| STATED PROBLEM 1 |
Format the records as a Markdown table with the columns "n" and "Line", giving a row number and the line in each row. Cover only the lines from the one containing "If you could segment every instance of the small" through the end of the records, and leave out blank lines.

| EXTRACTED TEXT |
++++++++++++++++++++

Giskard Scan crush when tested for a large number of features #1974

dzaridis · 2024-07-02T10:23:18Z

Issue Type

Bug

Source

source

Giskard Library Version

2.14.0

Giskard Hub Version

2.14.0

OS Platform and Distribution

Linux Ubuntu 20.04

Python version

3.9

Installed python packages

numpy==1.23.5
pandas==2.0.3
pyarrow==16.0.0
openpyxl==3.1.2
scikit-learn==1.3.1
xgboost==1.7.6
featurewiz==0.3.2

Current Behaviour?

I run the scan with a testing dataset of 100 samples and ~3700 features and an OOM error occured. 
I have utilized a pipeline with Data transformers, featurewiz feature selection and XGBoost model. 
I have run the library in 2 other use cases with <100 number of features and it runs smoothly without any issue therefore the issue i am suspecting is related with the vast amount of features

Running on 48GB Ram.

Standalone code OR list down the steps to reproduce the issue

import pandas as pd
import numpy as np
from giskard import Dataset, Model, scan

# Class to create the model and Dataset
class VulnerabilityDetection:
    def __init__(self, df: pd.DataFrame, model_instance):
        self.model_instance = model_instance
        self.df = df
    
    def gisk_dataset(self):
        CATEGORICAL_COLUMNS = list(self.df[self.df.columns[self.df.dtypes == 'object']].columns)

++++++++++++++++++++

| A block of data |

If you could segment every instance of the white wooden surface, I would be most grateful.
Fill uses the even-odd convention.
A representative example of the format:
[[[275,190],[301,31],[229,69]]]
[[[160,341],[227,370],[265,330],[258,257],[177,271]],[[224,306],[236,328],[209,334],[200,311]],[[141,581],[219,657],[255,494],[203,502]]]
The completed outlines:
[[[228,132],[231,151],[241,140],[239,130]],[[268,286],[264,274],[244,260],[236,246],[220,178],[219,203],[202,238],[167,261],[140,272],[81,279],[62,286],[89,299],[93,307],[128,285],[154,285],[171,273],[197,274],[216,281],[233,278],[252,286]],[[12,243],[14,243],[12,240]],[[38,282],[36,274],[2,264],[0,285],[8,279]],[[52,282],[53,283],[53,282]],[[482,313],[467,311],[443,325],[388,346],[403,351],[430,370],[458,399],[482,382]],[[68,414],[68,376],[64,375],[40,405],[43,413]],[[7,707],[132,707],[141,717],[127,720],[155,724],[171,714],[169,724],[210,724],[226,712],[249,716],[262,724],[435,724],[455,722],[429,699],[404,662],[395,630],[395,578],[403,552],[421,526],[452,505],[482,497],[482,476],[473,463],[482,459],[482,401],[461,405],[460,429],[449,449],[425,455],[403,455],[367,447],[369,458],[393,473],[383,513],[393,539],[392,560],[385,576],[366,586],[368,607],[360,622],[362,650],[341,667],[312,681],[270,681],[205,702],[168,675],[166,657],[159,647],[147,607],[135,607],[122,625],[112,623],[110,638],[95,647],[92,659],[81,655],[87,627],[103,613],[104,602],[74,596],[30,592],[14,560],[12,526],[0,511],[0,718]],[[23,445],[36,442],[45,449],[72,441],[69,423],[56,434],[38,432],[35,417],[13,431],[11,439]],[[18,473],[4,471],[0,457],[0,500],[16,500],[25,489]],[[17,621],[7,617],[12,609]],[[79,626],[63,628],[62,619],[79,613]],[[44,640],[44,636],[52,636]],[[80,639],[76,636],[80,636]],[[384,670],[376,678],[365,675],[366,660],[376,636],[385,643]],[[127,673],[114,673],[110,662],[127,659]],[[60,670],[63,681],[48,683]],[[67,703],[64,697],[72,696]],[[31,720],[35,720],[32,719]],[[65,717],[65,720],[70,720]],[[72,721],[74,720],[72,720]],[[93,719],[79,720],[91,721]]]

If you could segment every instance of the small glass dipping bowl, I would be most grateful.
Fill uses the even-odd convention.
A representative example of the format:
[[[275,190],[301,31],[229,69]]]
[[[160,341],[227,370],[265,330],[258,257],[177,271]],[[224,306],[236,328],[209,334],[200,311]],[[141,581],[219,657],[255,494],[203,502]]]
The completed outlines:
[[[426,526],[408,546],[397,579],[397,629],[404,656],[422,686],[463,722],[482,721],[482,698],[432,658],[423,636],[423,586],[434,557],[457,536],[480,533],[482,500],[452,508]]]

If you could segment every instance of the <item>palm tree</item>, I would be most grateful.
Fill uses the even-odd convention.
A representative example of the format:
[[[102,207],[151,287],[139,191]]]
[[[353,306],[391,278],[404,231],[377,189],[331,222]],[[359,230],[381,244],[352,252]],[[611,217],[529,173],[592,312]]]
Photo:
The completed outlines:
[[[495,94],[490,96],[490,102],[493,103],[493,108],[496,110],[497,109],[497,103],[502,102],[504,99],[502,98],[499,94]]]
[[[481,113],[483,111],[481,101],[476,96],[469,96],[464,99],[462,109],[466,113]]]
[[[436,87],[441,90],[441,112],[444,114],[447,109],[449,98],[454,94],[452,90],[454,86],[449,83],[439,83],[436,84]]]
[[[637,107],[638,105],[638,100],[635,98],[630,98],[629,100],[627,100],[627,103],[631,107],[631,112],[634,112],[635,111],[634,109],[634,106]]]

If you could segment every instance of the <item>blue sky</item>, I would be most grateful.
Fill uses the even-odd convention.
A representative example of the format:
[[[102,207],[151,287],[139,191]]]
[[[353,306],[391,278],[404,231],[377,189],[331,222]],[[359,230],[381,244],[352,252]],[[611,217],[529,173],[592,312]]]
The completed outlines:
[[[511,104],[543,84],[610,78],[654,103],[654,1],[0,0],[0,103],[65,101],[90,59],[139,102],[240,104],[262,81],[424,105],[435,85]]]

++++++++++++++++++++

| STATED PROBLEM 2 |
Extract the passage of the Giskard bug report from "I have run the" to "on 48GB Ram.", copying it word for word.

| OUTPUT 1 |
| n | Line |
|---|---|
| 1 | If you could segment every instance of the small glass dipping bowl, I would be most grateful. |
| 2 | Fill uses the even-odd convention. |
| 3 | A representative example of the format: |
| 4 | [[[275,190],[301,31],[229,69]]] |
| 5 | [[[160,341],[227,370],[265,330],[258,257],[177,271]],[[224,306],[236,328],[209,334],[200,311]],[[141,581],[219,657],[255,494],[203,502]]] |
| 6 | The completed outlines: |
| 7 | [[[426,526],[408,546],[397,579],[397,629],[404,656],[422,686],[463,722],[482,721],[482,698],[432,658],[423,636],[423,586],[434,557],[457,536],[480,533],[482,500],[452,508]]] |
| 8 | If you could segment every instance of the <item>palm tree</item>, I would be most grateful. |
| 9 | Fill uses the even-odd convention. |
| 10 | A representative example of the format: |
| 11 | [[[102,207],[151,287],[139,191]]] |
| 12 | [[[353,306],[391,278],[404,231],[377,189],[331,222]],[[359,230],[381,244],[352,252]],[[611,217],[529,173],[592,312]]] |
| 13 | Photo: |
| 14 | The completed outlines: |
| 15 | [[[495,94],[490,96],[490,102],[493,103],[493,108],[496,110],[497,109],[497,103],[502,102],[504,99],[502,98],[499,94]]] |
| 16 | [[[481,113],[483,111],[481,101],[476,96],[469,96],[464,99],[462,109],[466,113]]] |
| 17 | [[[436,87],[441,90],[441,112],[444,114],[447,109],[449,98],[454,94],[452,90],[454,86],[449,83],[439,83],[436,84]]] |
| 18 | [[[637,107],[638,105],[638,100],[635,98],[630,98],[629,100],[627,100],[627,103],[631,107],[631,112],[634,112],[635,111],[634,109],[634,106]]] |
| 19 | If you could segment every instance of the <item>blue sky</item>, I would be most grateful. |
| 20 | Fill uses the even-odd convention. |
| 21 | A representative example of the format: |
| 22 | [[[102,207],[151,287],[139,191]]] |
| 23 | [[[353,306],[391,278],[404,231],[377,189],[331,222]],[[359,230],[381,244],[352,252]],[[611,217],[529,173],[592,312]]] |
| 24 | The completed outlines: |
| 25 | [[[511,104],[543,84],[610,78],[654,103],[654,1],[0,0],[0,103],[65,101],[90,59],[139,102],[240,104],[262,81],[424,105],[435,85]]] |

| OUTPUT 2 |
I have run the library in 2 other use cases with <100 number of features and it runs smoothly without any issue therefore the issue i am suspecting is related with the vast amount of features

Running on 48GB Ram.